── BRONTEKST ──

Advertentie
sociaal / Achtergrond

Donkere jongens met capuchons

Enkele ernstige incidenten in Roermond waren voor lokale politici de druppel die de emmer deed overlopen. Alleen harde repressie kon de stad nog redden van de Marokkaanse 'straatterreur'. Maar heeft de stad wel een Marokkanenprobleem?

02 april 2010

‘Marokkaanse jongeren zijn een product geworden. Ze brengen geld op. Als je zegt dat je problemen hebt met Marokkaanse jongeren, krijg je subsidie.’ Khalid Ramdani neemt een slok van zijn koffie en vraagt of de Turkse muziek wat zachter kan. Plaats van handeling: een cafetaria in het winkelcentrum in de Roermondse probleemwijk Donderberg. Ramdani is reïntegratieconsulent en raadslid in Roermond, een stad waar Marokkaanse jongeren kort geleden nog de wielen van een politieauto schroefden en waar raadsleden roepen dat het ‘5 voor 12’ is. De overlast van Marokkaanse jeugd leidde eind vorig jaar tot Kamervragen.

 

Het Praktijkteam overlastgevende Marokkaans-Nederlandse jongeren kwam in actie - na Culemborg was Roermond de tweede gemeente die deze eer te beurt viel. De dag voor het gesprek met Ramdani dient Roermond bij het ministerie van Wonen, Wijken en Integratie (WWI) een subsidieaanvraag in voor 2 miljoen euro - te verdubbelen door de gemeente - om de leefbaarheid in Donderberg te verbeteren.

───

OPDRACHT 1:
Neem het artikel over Roermond over van "Enkele ernstige incidenten" tot "jaar tot Kamervragen." en vervang daarin "cafetaria" door "snackbar".
OPDRACHT 2:
Zet het artikel over Roermond alsjeblieft voort na de laatste zin.

── GEGEVENSVERZAMELING ──

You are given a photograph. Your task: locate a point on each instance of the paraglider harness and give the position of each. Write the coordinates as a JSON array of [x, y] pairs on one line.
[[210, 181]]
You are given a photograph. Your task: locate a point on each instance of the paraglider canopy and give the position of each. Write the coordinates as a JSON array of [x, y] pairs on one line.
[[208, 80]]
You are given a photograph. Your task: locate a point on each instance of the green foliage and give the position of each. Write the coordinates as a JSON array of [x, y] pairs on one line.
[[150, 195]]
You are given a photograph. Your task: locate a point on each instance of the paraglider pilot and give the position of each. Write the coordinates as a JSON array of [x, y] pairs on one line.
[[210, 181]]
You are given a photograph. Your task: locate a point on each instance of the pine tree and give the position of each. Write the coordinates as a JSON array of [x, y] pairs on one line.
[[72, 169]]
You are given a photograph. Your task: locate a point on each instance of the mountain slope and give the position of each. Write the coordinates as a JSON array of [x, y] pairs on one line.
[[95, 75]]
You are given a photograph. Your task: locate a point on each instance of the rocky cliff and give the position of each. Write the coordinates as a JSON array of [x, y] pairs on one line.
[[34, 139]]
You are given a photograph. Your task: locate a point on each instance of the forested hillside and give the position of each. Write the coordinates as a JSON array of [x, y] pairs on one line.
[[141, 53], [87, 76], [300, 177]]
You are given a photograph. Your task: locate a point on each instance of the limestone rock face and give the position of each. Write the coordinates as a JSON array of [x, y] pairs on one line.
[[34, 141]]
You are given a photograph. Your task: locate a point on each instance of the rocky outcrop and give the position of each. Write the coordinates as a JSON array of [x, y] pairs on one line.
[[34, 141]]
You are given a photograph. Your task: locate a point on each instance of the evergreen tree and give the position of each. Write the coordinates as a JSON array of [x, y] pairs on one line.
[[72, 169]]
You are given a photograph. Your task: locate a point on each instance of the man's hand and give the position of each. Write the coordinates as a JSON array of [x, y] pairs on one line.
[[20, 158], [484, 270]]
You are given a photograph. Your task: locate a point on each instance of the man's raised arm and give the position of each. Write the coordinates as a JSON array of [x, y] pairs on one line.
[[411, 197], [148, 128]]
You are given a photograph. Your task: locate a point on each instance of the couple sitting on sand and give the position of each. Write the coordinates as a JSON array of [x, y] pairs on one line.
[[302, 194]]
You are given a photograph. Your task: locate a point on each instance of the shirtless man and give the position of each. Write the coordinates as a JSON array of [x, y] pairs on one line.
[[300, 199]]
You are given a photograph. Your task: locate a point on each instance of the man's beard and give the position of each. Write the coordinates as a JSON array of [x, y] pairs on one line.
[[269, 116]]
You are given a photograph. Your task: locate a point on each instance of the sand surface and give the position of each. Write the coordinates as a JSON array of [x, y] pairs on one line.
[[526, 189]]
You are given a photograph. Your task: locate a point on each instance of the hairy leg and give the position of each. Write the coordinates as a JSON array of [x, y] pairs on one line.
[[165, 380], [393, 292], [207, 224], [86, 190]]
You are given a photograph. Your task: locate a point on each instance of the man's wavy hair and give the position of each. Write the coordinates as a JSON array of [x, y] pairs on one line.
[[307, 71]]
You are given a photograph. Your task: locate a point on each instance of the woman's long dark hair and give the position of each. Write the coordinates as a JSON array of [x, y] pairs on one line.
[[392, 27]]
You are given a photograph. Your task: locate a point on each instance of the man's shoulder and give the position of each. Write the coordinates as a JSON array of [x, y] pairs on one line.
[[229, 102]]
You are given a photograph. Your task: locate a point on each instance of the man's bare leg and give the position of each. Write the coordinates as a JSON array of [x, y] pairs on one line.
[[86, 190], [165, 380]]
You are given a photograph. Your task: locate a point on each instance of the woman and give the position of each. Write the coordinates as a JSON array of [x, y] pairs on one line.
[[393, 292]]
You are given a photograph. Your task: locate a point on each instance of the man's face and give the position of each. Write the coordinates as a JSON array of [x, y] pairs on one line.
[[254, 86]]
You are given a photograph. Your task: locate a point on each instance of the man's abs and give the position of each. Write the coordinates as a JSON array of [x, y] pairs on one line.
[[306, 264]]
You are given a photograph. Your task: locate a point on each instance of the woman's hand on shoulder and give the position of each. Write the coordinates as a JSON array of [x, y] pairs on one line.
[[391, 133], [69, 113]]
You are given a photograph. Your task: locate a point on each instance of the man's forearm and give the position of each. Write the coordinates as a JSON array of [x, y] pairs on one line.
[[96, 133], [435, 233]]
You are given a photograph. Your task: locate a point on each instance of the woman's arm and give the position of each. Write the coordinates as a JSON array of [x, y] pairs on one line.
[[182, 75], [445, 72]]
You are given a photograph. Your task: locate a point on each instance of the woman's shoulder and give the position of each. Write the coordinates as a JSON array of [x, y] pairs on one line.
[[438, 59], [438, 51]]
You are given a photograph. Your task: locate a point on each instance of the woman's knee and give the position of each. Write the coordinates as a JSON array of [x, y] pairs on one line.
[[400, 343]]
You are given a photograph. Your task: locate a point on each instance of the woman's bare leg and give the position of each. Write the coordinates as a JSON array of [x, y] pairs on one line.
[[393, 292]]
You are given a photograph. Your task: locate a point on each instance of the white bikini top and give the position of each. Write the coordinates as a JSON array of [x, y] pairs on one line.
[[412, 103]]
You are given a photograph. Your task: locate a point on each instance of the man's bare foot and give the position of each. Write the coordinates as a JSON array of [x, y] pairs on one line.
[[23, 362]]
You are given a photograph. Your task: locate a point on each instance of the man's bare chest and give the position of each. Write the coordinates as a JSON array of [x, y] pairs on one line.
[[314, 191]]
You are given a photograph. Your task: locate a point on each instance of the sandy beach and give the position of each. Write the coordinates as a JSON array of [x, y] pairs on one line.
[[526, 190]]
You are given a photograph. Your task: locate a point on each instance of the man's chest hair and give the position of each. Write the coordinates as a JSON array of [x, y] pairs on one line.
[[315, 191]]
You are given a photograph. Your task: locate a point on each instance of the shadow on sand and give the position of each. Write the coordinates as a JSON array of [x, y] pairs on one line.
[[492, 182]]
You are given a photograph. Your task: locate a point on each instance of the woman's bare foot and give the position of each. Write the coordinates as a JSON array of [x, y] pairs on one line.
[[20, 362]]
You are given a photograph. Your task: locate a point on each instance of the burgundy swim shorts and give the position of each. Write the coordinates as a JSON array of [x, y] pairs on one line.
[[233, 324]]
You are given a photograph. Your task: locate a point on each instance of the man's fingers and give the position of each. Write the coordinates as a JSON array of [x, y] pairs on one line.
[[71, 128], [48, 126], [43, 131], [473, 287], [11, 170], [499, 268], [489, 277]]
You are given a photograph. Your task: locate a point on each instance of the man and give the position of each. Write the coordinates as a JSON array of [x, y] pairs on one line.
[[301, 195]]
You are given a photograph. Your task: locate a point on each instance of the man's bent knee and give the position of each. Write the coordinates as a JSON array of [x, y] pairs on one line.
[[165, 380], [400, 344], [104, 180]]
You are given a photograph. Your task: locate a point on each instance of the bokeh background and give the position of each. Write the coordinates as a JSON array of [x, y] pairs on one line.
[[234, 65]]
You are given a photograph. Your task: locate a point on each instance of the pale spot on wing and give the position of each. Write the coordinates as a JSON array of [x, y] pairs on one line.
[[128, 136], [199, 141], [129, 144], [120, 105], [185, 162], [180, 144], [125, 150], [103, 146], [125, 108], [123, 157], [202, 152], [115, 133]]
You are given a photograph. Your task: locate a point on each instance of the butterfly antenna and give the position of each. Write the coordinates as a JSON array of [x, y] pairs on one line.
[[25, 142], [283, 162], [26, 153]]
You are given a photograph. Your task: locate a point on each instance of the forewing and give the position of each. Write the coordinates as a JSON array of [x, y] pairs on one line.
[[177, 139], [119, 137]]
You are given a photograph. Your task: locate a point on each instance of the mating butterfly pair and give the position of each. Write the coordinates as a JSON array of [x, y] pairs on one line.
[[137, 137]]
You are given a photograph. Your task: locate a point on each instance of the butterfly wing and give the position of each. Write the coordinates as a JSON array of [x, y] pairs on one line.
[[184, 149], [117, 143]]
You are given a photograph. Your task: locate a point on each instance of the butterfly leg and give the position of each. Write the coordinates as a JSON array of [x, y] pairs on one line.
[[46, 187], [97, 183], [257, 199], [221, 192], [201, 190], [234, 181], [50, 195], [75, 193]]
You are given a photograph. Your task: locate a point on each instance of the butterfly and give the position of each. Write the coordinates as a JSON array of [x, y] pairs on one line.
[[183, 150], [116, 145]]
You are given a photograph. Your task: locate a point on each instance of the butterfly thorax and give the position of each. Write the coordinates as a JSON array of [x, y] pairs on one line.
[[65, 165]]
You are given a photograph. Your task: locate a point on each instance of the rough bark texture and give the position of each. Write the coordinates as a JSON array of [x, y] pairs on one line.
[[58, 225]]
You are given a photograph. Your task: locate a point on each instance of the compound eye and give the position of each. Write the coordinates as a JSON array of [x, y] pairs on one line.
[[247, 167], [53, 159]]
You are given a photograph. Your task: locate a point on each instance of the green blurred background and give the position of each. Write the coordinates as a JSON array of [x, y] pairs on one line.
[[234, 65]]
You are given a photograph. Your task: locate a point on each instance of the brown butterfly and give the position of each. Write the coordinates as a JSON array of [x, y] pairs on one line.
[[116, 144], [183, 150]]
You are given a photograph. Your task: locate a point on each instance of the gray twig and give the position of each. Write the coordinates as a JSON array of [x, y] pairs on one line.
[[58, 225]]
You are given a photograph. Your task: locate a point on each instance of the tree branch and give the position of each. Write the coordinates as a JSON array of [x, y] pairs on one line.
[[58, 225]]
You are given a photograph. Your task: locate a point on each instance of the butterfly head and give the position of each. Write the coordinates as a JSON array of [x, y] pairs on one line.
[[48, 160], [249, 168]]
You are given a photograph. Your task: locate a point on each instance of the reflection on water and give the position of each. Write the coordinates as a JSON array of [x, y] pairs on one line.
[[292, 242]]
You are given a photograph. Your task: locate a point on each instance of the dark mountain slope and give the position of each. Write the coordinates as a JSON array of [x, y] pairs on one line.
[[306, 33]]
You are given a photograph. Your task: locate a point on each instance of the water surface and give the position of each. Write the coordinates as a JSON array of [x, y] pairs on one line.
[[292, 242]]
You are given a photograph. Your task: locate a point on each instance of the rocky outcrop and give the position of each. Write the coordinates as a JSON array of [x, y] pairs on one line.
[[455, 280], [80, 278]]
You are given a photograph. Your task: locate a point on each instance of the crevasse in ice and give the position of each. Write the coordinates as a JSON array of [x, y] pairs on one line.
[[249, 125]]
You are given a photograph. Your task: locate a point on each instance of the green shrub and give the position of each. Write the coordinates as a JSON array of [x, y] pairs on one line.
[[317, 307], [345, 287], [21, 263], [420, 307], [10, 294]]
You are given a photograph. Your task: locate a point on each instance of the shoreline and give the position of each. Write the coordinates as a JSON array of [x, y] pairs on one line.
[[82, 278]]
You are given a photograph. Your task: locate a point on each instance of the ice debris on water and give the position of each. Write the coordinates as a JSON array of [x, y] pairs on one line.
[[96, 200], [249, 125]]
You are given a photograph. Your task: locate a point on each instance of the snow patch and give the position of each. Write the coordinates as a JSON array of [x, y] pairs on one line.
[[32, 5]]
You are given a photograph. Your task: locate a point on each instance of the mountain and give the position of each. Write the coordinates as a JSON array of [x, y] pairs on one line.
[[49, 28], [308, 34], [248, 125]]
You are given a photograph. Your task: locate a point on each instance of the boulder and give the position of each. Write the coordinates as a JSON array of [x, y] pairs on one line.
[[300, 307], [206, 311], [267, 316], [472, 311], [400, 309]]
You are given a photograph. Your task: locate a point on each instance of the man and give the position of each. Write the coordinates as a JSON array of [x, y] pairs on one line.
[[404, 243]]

───

RESULTAAT 1:
Enkele ernstige incidenten in Roermond waren voor lokale politici de druppel die de emmer deed overlopen. Alleen harde repressie kon de stad nog redden van de Marokkaanse 'straatterreur'. Maar heeft de stad wel een Marokkanenprobleem?

02 april 2010

‘Marokkaanse jongeren zijn een product geworden. Ze brengen geld op. Als je zegt dat je problemen hebt met Marokkaanse jongeren, krijg je subsidie.’ Khalid Ramdani neemt een slok van zijn koffie en vraagt of de Turkse muziek wat zachter kan. Plaats van handeling: een snackbar in het winkelcentrum in de Roermondse probleemwijk Donderberg. Ramdani is reïntegratieconsulent en raadslid in Roermond, een stad waar Marokkaanse jongeren kort geleden nog de wielen van een politieauto schroefden en waar raadsleden roepen dat het ‘5 voor 12’ is. De overlast van Marokkaanse jeugd leidde eind vorig jaar tot Kamervragen.

RESULTAAT 2:
 

Ramdani, voormalig PvdA’er en nu lid van de Partij voor de Eenheid: ‘Jarenlang zijn alle allochtonen van Roermond hier op de Donderberg gedumpt. Nooit is er wat aan de wijk gedaan. Nu zijn er wat incidenten geweest en ineens willen ze geld om de wijk op te knappen.’

 

‘Natuurlijk zijn er Marokkaanse jongeren die overlast veroorzaken’, erkent Ramdani. ‘Maar het gevolg is wel dat de hele groep is gestigmatiseerd. Ze krijgen zóveel klappen. Geen opleiding, geen werk, soms zelfs geen uitkering. Ze vallen uit in het onderwijs, omdát ze geen stageplek vinden. Uitzendbureaus schrijven hen niet meer in. Gemeenten krijgen hen niet meer aan het loket. Die jongens moeten allereerst worden geschoold. Stop dat geld wat nu uit Den Haag komt deze keer ook eens echt in deze jongeren!’

 

Hangjeugd

 

VVD-raadslid Bert Achten bond eind vorig jaar de kat de bel aan. ‘Ik heb na die vernieling van een politieauto gezegd dat het 5 voor 12 is. Het vertrouwen in het gezag neemt zienderogen af. De burgemeester sprak van straatterreur, al ontkende hij dat later.’ Hoe dan ook, Roermond maakte ineens deel uit van het illustere rijtje Gouda, Culemborg en het Utrechtse Kanaleneiland. Nu de stofwolken zijn neergedaald spreekt Achten liever van ‘overlastgevende hangjeugd’.

 

De mensen zijn het ‘spuugzat, de vernielingen, het schelden, het intimideren’. Maar, zo voegt hij er aan toe: ‘Het is hier geen Gouda.’ Of Roermond een Marokkanenprobleem heeft? Burgemeester Henk van Beers (CDA) denkt even na. ‘We hebben een jeugdprobleem waarbij Marokkanen een opvallende rol spelen.’ Vorig jaar doorliepen 31 personen een traject bij het Veiligheidshuis, onder wie veertien autochtonen, zes Marokkanen en vier Antillianen, vertelt coördinator Pieter van der Heul.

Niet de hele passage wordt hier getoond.